» Texte à lire:
▬▬▬▬▬▬▬▬▬▬

Le face work 19

La notion de face work a été reprise de multiples fois en linguistique où elle est à l’origine des travaux sur la politesse.20 Goffman développe la notion dans Les rites d’interaction où il définit le face work de la façon suivante :

‘Par figuration (face-work) j’entends désigner tout ce qu’entreprend une personne pour que ses actions ne fassent perdre la face à personne (y compris elle-même). La figuration sert à parer aux « incidents », c’est-à-dire aux événements dont les implications symboliques sont effectivement un danger pour la face. (…) Tous ces moyens de sauver la face, que la personne qui les emploie en connaisse ou non le résultat réel, deviennent souvent des pratiques habituelles et normalisées : elles ressemblent aux coups traditionnels d’un jeu ou aux pas codifiés d’une danse. (1974a : 15/16)’

Le face work réunit donc deux aspects importants : d’un côté, le caractère rituel des actions qui permettent de sauver la face, ou au contraire la mettent en danger, et de l’autre l’enjeu des rapports sociaux. L’accent sera mis ici sur le deuxième aspect que j’aborderai dans mon analyse des interactions des scouts sous l’aspect des profils interactionnels.

Comment un interlocuteur arrive-t-il à se situer parmi les autres interactants ? Goffman décrit d’abord les deux principaux types de face work,l’évitement et la réparation. Le premier type, qui vise à écarter tout danger, peut se référer à des rencontres entières, à des activités ou des sujets délicats et à tout aspect susceptible de menacer la face d’autrui. Le deuxième type intervient à un moment de déséquilibre et essaie de rétablir l’ordre rituel. Chacun de ces deux types demande de la part de celui dont la face est mise en question comme de la part des autres participants des stratégies spécifiques. Goffman considère le face work réciproque des participants comme « la pierre de touche de [l]a socialisation » (1974a : 30) de l’interactant en soulignant le caractère rituel de toute interaction. Ainsi, le défi que doit relever un interlocuteur pour sauver la face a pour effet de sauver la situation en général.

▬▬▬▬▬▬▬▬▬▬

» Liste des données:
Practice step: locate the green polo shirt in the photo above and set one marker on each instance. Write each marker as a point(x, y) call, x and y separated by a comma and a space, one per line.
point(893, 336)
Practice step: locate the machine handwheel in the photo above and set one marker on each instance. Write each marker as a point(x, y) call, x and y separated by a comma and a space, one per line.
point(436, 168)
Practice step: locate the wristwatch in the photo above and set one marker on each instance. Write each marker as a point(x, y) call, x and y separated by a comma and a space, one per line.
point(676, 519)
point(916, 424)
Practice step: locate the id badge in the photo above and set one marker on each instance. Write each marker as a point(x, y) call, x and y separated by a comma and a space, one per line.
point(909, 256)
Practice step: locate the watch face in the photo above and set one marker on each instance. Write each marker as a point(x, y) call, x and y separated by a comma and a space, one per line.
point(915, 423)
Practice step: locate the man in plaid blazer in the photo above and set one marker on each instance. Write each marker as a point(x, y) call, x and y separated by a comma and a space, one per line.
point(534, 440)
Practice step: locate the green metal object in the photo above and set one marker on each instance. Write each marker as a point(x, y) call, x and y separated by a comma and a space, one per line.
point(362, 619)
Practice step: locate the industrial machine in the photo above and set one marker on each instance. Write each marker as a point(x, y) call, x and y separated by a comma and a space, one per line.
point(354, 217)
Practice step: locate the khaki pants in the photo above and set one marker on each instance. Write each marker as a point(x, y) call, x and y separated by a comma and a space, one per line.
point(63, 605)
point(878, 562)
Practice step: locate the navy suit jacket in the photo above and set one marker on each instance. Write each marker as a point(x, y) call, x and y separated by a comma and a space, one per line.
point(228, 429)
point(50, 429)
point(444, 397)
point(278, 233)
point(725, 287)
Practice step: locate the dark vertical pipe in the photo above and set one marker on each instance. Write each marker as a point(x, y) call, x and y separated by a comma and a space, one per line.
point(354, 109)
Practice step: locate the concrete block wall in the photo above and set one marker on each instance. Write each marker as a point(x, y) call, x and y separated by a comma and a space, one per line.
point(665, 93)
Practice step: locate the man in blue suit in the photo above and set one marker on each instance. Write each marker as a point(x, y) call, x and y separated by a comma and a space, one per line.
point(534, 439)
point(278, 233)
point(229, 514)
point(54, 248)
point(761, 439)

▬▬▬▬▬▬▬▬▬▬

» Consigne: Recopiez le passage sur le face work entre « Le face work réunit » et « des profils interactionnels. » inclus, en remplaçant « rapports sociaux » par « relations sociales ».

» Corrigé:
Le face work réunit donc deux aspects importants : d’un côté, le caractère rituel des actions qui permettent de sauver la face, ou au contraire la mettent en danger, et de l’autre l’enjeu des relations sociales. L’accent sera mis ici sur le deuxième aspect que j’aborderai dans mon analyse des interactions des scouts sous l’aspect des profils interactionnels.